*EXERCISE*. Reproduce every line of the items below verbatim, with no changes.

*DATASET ROWS*.
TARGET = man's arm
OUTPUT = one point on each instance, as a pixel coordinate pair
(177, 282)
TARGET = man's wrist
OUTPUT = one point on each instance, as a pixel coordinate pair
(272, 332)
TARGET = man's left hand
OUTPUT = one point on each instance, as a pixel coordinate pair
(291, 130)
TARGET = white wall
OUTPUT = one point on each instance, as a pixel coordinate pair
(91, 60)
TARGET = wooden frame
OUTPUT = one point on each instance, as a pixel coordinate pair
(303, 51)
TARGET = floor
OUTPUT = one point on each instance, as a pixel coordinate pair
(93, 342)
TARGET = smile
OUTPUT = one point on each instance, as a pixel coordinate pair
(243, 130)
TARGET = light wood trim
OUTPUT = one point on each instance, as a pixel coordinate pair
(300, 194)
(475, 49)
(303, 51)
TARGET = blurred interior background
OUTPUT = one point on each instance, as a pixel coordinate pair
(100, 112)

*FINAL RESULT*.
TARGET = man's arm
OUTPUT = one point on each instance, as a pixel coordinate pair
(177, 282)
TARGET = man's wrist
OUTPUT = one point on each instance, as a pixel coordinate pair
(272, 332)
TARGET = man's left hand
OUTPUT = one point on each instance, as a pixel coordinate pair
(291, 130)
TARGET = white wall
OUTPUT = one point on each instance, as a pixel coordinate pair
(91, 60)
TARGET = wooden frame
OUTPUT = one point on each instance, as a pixel coordinate pair
(303, 51)
TARGET = floor
OUTPUT = one point on each instance, as a pixel coordinate pair
(93, 342)
TARGET = smile
OUTPUT = one point on each instance, as a pixel coordinate pair
(243, 130)
TARGET = light wood trim
OUTPUT = one point on each instance, as a pixel coordinate pair
(300, 194)
(475, 49)
(303, 51)
TARGET = blurred interior background
OUTPUT = one point on each instance, as a pixel coordinate pair
(100, 112)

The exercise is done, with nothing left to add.